| EXERCISE |
Return each of the following lines verbatim, with no alteration to wording, spacing, or punctuation.

| AVAILABLE DATA |
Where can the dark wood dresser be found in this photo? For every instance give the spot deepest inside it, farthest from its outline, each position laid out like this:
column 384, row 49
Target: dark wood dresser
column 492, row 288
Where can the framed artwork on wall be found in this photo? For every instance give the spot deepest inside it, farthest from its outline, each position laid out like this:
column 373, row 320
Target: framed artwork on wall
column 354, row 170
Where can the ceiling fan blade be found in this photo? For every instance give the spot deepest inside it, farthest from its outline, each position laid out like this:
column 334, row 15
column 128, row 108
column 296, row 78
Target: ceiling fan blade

| ANSWER TO THIS EXERCISE |
Where can the dark wood dresser be found in this photo? For every instance give the spot deepest inside it, farthest from its outline, each position laid out like this:
column 384, row 49
Target: dark wood dresser
column 492, row 288
Where can the framed artwork on wall be found in this photo? For every instance give the spot deepest inside it, farthest from its outline, each position laid out like this:
column 373, row 320
Target: framed artwork on wall
column 354, row 170
Where can the ceiling fan blade be found in this photo? For every instance give the spot deepest inside it, farthest from its outline, each position laid out like this:
column 334, row 15
column 128, row 108
column 296, row 78
Target: ceiling fan blade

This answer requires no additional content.